[Excerpts from a location annotation dataset]
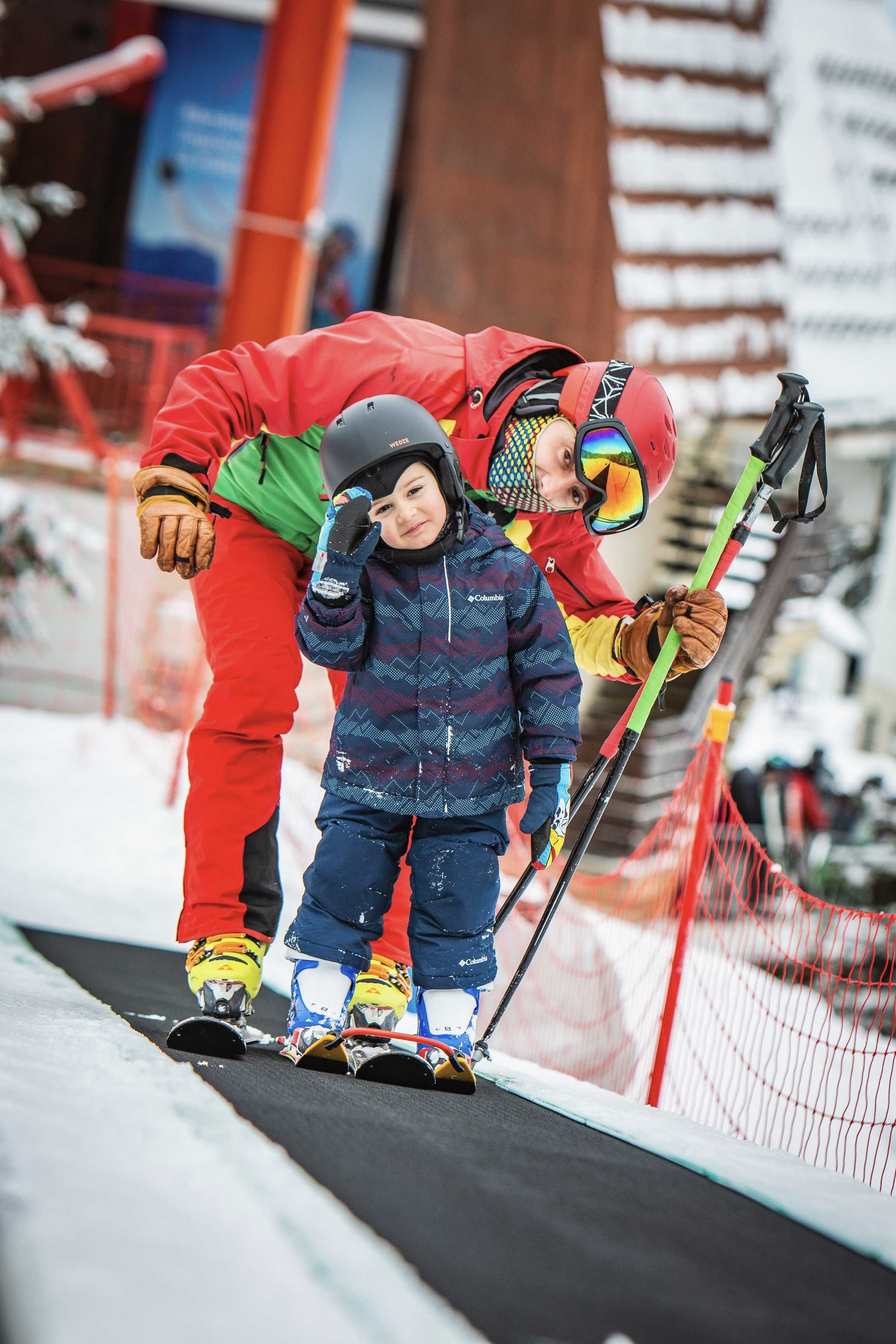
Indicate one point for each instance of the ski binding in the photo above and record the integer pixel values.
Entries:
(219, 1030)
(446, 1070)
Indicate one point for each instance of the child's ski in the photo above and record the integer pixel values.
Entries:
(446, 1070)
(207, 1035)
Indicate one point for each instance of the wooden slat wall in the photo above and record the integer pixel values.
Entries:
(508, 220)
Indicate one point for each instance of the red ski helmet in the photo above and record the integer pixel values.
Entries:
(625, 444)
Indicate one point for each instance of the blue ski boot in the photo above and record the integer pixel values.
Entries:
(322, 991)
(449, 1015)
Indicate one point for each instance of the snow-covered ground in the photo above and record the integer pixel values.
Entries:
(88, 843)
(88, 846)
(131, 1193)
(833, 1205)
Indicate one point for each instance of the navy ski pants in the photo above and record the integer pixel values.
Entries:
(455, 892)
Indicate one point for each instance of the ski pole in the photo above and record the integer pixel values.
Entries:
(781, 445)
(596, 771)
(769, 452)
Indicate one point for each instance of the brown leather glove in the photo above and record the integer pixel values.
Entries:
(172, 507)
(700, 620)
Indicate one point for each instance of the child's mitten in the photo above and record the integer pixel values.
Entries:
(346, 542)
(547, 813)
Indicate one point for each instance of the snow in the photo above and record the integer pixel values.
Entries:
(633, 38)
(733, 393)
(132, 1194)
(831, 722)
(655, 342)
(108, 861)
(676, 104)
(742, 8)
(700, 287)
(833, 1205)
(641, 164)
(722, 229)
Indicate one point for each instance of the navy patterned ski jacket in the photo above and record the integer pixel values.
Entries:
(456, 670)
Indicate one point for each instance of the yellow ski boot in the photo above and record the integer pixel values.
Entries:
(382, 995)
(225, 972)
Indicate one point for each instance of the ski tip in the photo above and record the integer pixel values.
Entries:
(207, 1037)
(327, 1055)
(399, 1069)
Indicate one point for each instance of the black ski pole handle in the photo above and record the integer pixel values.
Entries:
(793, 390)
(805, 417)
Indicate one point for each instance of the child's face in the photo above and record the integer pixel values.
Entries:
(414, 514)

WHAT THE EXERCISE ASKS >>
Quote every line of the records above word for word, leaving out the pictures.

ANSWER TO THE EXERCISE >>
Indicate one point for each instance of the ski binding in the photo above and record the integer pixel values.
Entries:
(219, 1030)
(446, 1070)
Indicate one point for each instance of the child's ski in the photo above and record the integer pixel values.
Entries:
(446, 1070)
(207, 1035)
Indicate one point for each instance of the wooden slat wall in the photo above and record the integer pixel values.
Entries:
(508, 220)
Indicate one point for each instance of the red ski helmet in the photo above and record the integer pixel values.
Entries:
(625, 444)
Indicate one point for each instance of the blue ski boot in the photo above and record the integer pixel values.
Entries:
(322, 991)
(449, 1015)
Indicate one point for each instance of the snow-covered ground in the photo above and record the integer pixel values.
Entries:
(88, 843)
(88, 846)
(131, 1193)
(833, 1205)
Indicate one point for each instance of the navy ski pants in the photo above and record the integer pixel values.
Entries:
(455, 892)
Indicate one point for each instance of the ski pole in the photo above and record the integer pixel values.
Entries:
(781, 445)
(596, 771)
(769, 452)
Indicate one point for each instance of the brown leather glove in the photo above and record the integer pixel values.
Entries:
(172, 507)
(700, 620)
Indicate one point for each instance of the child's mitten in the photo above and record the integer pixel values.
Entries:
(346, 542)
(547, 813)
Indicate one point for each instance of the snow in the photo above and record the integer pixel values.
Entries:
(633, 38)
(733, 393)
(132, 1194)
(831, 722)
(655, 342)
(108, 861)
(676, 104)
(742, 8)
(700, 287)
(833, 1205)
(641, 164)
(722, 229)
Indicate one point for each instance of the navy patterned ski jacket in the photo above and record the integer pixel values.
Entries:
(456, 670)
Indicate one point for each instance of the yellow ski boot in the photo above and record the integer pixel values.
Entries:
(382, 995)
(225, 972)
Indicate one point for each instance of the ski tip in the photo above and record the integer pixel values.
Entries:
(207, 1037)
(327, 1055)
(399, 1069)
Indicate one point for each instance of the black ski pole handle in the photo above and record the integer pixel values.
Entries:
(793, 390)
(805, 417)
Indicate one point for each instance of the child's face in the photo above and record the integer pixel values.
Entries:
(414, 514)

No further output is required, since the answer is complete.